TASK OBJECTIVE:
Give back nothing but the number of lines in these entries that contain the word "antenna".

ENTRIES SHOWN:
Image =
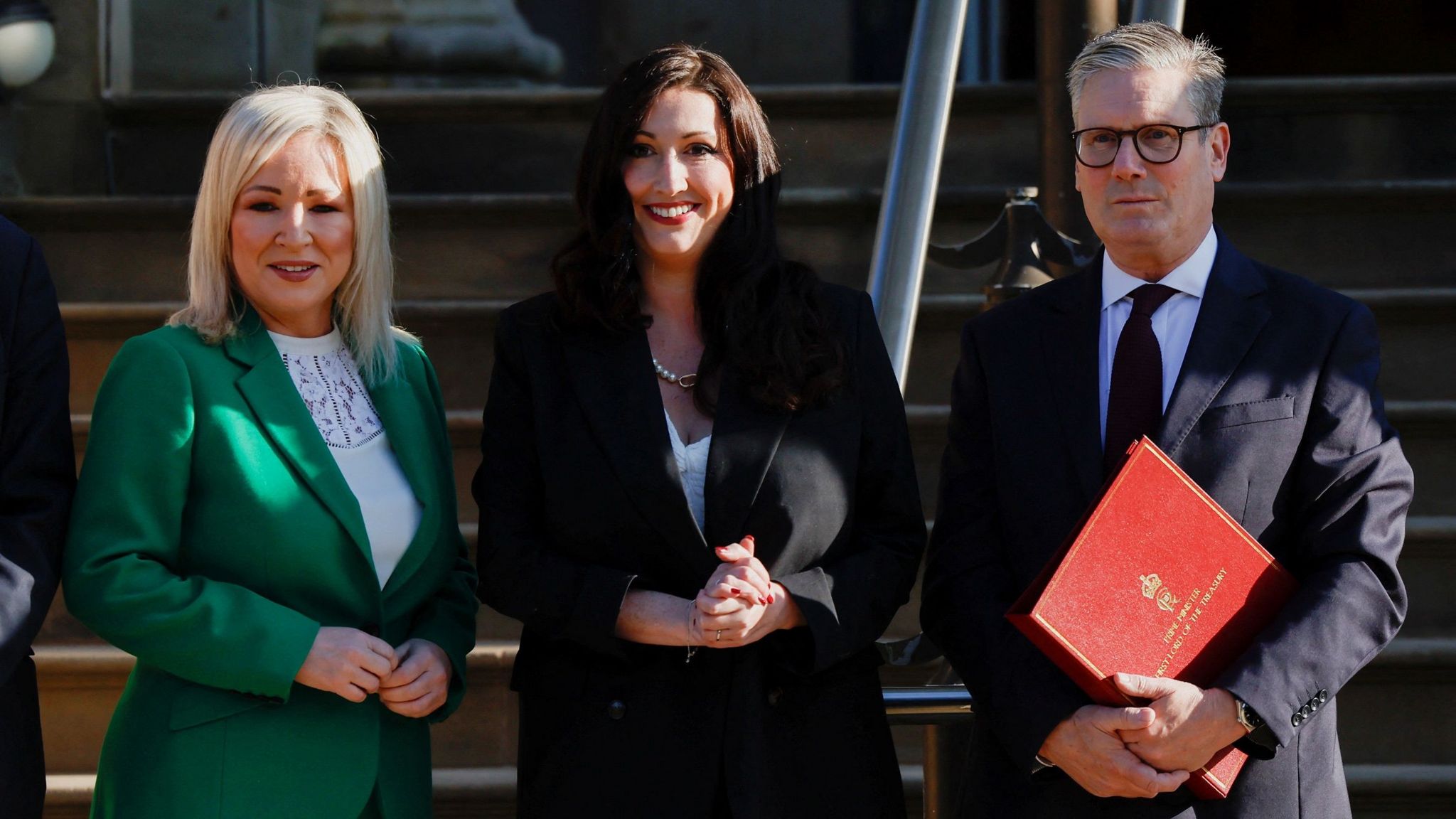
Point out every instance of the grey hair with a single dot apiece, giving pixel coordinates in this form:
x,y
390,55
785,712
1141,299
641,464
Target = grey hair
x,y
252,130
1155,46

...

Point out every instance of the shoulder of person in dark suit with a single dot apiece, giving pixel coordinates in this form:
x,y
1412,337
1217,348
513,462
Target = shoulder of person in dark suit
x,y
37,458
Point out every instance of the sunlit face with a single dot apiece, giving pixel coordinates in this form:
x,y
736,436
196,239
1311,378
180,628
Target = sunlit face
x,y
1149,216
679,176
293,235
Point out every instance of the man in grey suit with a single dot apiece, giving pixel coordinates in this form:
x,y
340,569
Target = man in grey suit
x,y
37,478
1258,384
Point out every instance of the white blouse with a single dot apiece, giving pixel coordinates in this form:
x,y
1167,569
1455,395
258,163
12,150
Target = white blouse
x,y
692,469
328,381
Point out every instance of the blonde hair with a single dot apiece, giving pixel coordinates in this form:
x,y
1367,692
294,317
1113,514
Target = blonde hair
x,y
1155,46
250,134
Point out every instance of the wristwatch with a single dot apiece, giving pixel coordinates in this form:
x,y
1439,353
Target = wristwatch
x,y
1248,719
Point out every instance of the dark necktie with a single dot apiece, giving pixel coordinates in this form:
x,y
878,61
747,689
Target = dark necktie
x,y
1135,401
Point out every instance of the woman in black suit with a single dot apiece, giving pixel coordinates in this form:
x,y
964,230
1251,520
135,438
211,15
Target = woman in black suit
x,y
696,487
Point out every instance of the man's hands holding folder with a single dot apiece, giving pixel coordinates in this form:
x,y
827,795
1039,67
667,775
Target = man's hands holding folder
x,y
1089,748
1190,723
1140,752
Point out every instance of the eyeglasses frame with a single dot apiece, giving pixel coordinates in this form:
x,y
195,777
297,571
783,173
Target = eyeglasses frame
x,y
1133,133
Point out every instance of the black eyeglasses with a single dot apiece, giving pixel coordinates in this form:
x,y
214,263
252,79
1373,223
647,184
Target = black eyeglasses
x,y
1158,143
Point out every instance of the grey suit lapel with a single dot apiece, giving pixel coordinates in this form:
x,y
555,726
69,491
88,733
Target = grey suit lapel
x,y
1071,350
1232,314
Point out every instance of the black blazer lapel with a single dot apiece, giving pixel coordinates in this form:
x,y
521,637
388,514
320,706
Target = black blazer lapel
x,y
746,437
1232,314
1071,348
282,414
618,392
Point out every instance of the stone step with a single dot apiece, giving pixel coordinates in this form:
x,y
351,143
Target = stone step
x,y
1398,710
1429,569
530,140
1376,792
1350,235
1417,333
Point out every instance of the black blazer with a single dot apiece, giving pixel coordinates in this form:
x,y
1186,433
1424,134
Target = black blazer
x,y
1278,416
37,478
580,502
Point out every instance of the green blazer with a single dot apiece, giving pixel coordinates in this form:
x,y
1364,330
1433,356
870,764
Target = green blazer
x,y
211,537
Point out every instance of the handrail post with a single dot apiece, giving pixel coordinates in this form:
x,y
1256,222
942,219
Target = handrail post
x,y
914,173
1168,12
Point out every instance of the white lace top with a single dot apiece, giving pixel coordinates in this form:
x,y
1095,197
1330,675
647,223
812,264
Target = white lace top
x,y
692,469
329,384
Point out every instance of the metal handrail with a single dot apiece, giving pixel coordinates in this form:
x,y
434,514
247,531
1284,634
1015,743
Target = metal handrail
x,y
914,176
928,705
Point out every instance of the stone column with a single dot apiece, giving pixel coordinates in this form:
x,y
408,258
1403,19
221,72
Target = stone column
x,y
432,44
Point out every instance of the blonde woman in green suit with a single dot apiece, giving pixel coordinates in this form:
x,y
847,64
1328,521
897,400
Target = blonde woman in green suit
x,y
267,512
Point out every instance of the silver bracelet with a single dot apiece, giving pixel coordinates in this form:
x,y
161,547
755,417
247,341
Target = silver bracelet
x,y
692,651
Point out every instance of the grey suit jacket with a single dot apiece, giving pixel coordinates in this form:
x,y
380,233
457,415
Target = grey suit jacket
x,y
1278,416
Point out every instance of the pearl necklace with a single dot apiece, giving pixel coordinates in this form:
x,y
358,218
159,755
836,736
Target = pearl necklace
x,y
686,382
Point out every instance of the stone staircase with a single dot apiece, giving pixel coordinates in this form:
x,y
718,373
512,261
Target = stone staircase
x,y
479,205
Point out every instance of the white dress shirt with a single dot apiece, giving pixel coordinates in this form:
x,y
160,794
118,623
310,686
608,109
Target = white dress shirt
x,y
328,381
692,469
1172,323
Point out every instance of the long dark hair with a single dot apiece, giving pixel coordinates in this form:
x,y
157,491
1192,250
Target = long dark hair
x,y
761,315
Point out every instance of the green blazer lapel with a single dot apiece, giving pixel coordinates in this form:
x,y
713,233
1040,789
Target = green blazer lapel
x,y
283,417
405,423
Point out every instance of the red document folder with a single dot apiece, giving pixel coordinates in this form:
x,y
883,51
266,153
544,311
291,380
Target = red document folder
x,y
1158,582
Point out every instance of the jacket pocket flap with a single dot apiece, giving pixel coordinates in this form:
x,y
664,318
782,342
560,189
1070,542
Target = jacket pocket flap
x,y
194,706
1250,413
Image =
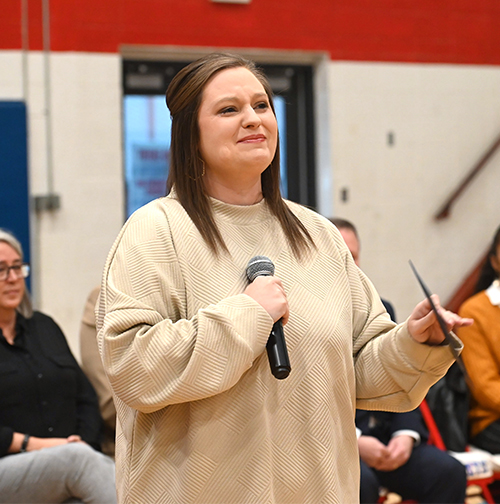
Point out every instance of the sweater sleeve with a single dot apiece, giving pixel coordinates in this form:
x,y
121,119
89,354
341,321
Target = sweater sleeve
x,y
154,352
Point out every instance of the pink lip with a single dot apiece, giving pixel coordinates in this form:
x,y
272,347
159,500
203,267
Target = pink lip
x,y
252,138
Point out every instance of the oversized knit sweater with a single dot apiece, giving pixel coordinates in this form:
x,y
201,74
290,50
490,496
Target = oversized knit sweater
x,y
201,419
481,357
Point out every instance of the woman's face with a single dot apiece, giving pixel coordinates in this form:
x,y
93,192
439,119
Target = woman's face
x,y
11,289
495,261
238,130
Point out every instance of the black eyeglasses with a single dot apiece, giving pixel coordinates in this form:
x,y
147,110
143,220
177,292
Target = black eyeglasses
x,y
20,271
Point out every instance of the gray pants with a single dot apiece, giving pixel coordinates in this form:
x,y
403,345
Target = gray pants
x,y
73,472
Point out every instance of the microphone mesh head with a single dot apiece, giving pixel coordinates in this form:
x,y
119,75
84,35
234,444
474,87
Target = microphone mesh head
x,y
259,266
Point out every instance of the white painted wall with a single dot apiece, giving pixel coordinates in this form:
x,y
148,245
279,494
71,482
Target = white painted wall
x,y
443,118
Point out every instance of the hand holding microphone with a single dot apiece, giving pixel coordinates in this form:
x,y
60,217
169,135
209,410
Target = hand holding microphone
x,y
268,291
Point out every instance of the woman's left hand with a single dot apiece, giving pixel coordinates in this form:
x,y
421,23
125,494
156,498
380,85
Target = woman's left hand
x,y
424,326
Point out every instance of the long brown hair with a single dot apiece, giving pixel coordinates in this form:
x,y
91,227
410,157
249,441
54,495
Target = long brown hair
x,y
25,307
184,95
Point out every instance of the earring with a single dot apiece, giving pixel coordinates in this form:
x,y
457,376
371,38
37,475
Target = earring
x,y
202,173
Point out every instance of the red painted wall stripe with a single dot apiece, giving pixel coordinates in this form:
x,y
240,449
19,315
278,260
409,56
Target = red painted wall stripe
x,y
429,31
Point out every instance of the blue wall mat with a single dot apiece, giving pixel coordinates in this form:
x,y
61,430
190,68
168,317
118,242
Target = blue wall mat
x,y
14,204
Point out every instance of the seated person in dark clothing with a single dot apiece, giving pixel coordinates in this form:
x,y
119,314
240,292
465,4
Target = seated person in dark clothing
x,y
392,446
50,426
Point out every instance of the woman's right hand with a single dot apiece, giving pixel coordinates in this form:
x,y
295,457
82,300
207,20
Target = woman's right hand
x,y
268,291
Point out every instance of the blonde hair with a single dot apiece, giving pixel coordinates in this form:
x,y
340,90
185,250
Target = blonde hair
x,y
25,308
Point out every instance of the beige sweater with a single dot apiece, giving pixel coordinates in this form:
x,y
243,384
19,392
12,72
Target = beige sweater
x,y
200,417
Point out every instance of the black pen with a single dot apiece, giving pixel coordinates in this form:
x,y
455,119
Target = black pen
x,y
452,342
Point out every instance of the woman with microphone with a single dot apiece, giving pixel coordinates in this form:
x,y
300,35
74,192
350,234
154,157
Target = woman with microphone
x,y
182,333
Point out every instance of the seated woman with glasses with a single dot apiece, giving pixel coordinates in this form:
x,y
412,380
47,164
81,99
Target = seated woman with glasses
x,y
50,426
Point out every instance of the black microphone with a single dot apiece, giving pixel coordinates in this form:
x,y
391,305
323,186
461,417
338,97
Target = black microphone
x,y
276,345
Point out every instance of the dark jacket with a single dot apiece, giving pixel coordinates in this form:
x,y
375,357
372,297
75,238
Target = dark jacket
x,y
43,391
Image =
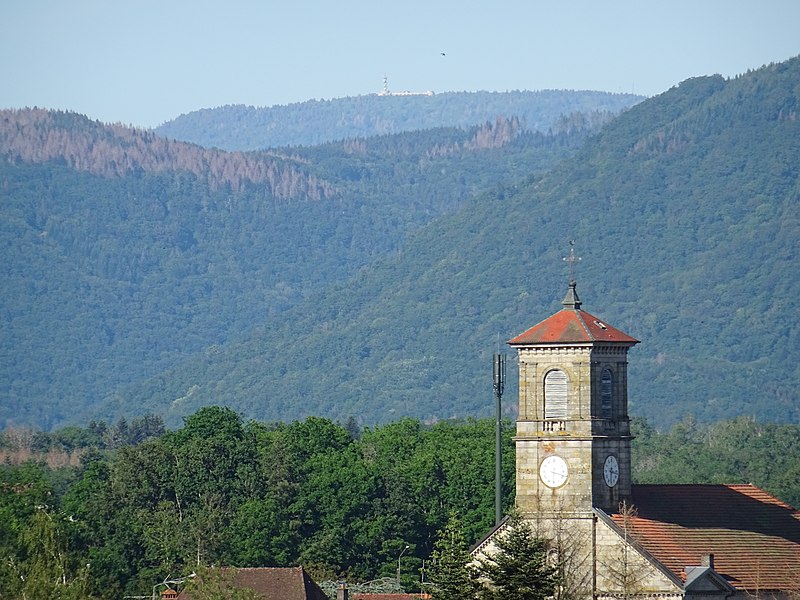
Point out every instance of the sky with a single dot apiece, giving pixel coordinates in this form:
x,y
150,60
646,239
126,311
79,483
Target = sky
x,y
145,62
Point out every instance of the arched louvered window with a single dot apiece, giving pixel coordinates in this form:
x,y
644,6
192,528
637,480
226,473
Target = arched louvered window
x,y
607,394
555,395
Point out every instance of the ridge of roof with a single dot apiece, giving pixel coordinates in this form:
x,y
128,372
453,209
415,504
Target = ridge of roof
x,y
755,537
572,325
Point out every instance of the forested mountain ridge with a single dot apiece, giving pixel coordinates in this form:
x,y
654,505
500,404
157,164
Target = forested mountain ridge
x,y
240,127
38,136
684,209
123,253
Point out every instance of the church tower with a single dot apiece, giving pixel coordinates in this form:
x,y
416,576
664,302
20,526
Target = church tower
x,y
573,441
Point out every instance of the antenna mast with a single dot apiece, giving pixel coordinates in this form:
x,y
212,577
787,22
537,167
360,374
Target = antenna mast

* * *

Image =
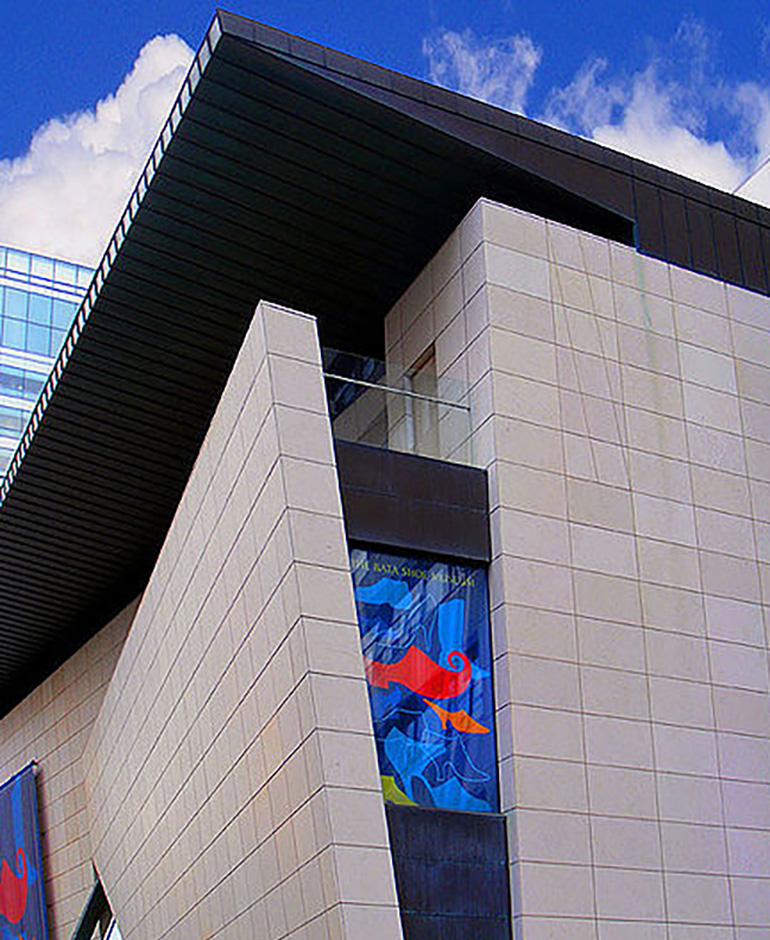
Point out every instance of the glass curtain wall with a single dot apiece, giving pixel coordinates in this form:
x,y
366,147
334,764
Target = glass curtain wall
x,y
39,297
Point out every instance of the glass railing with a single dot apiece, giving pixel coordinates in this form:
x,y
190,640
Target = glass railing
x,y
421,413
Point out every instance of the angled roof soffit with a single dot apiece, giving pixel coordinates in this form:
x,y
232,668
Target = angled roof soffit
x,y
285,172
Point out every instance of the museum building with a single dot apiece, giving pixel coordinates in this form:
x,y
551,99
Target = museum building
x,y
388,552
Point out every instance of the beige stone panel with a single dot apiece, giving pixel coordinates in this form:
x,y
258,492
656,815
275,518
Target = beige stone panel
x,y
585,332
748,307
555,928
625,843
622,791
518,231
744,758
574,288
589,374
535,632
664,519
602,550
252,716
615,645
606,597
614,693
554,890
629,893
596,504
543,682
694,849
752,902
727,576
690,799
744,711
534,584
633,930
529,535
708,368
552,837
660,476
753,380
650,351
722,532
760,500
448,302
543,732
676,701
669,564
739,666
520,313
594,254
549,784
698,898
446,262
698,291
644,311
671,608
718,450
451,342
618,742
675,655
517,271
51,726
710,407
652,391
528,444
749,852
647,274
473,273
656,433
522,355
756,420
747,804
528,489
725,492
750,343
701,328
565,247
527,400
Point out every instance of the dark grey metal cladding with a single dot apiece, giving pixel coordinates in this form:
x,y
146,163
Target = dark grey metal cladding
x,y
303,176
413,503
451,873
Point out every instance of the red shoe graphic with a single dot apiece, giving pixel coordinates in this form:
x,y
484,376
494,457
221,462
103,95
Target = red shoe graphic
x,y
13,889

SOLUTION TO THE EXERCISE:
2